#### Image point labeling data:

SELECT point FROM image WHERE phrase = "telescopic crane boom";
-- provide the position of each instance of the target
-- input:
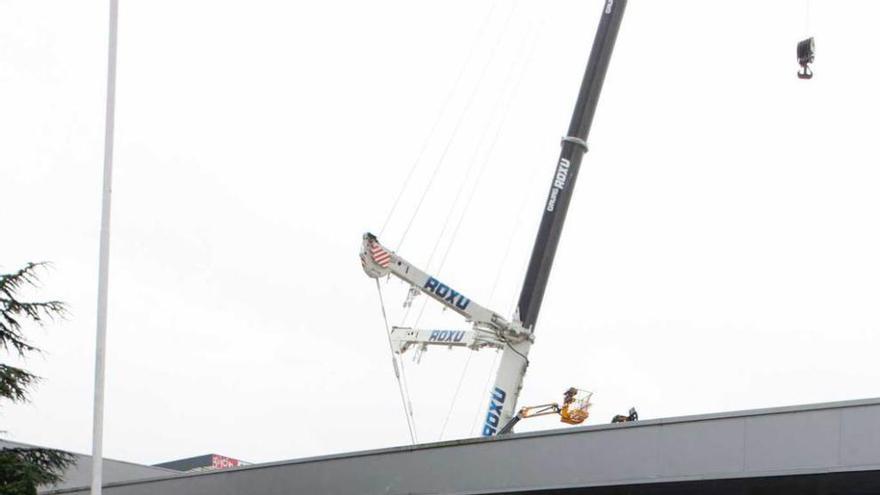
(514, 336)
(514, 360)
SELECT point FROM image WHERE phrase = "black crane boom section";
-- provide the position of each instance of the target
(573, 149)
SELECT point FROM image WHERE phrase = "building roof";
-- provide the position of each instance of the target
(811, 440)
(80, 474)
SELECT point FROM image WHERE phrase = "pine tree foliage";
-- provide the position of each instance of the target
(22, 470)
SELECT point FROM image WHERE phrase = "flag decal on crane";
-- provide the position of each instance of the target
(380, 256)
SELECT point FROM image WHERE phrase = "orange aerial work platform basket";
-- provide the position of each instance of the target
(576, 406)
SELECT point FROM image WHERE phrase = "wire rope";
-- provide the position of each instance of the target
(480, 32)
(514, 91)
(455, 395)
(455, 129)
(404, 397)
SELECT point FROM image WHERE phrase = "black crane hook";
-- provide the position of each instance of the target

#### Problem description:
Render each line of the data above as a JSON list of strings, one string per line, with blank lines skipped. Leave the pictures out of your answer.

#### Expected output:
[
  "SELECT point FROM image WHERE phrase = \"telescopic crane boom\";",
  "-- provide the position of each instance of the target",
  "-- input:",
  "(514, 336)",
  "(514, 360)",
  "SELECT point FROM image WHERE phrase = \"black crane boom section\";",
  "-- provide the position of each instance of the target",
  "(573, 149)",
  "SELECT point FROM image WHERE phrase = \"building roof\";",
  "-- provide the position of each instance of the target",
  "(811, 440)",
  "(80, 474)",
  "SELECT point FROM image WHERE phrase = \"pine tree foliage\";",
  "-- provide the position of each instance of the target",
  "(22, 470)",
  "SELECT point FROM image WHERE phrase = \"flag decal on crane\";",
  "-- provide the position of each instance of the target",
  "(380, 256)",
  "SELECT point FROM image WHERE phrase = \"orange aerial work platform basket\";",
  "-- provide the position of each instance of the target",
  "(576, 406)",
  "SELECT point FROM image WHERE phrase = \"wire rope\";",
  "-- provide the position of each instance of the target",
  "(480, 32)",
  "(514, 91)",
  "(455, 395)",
  "(455, 129)",
  "(404, 397)",
  "SELECT point FROM image WHERE phrase = \"black crane hook\";",
  "-- provide the position of each instance of the target"
]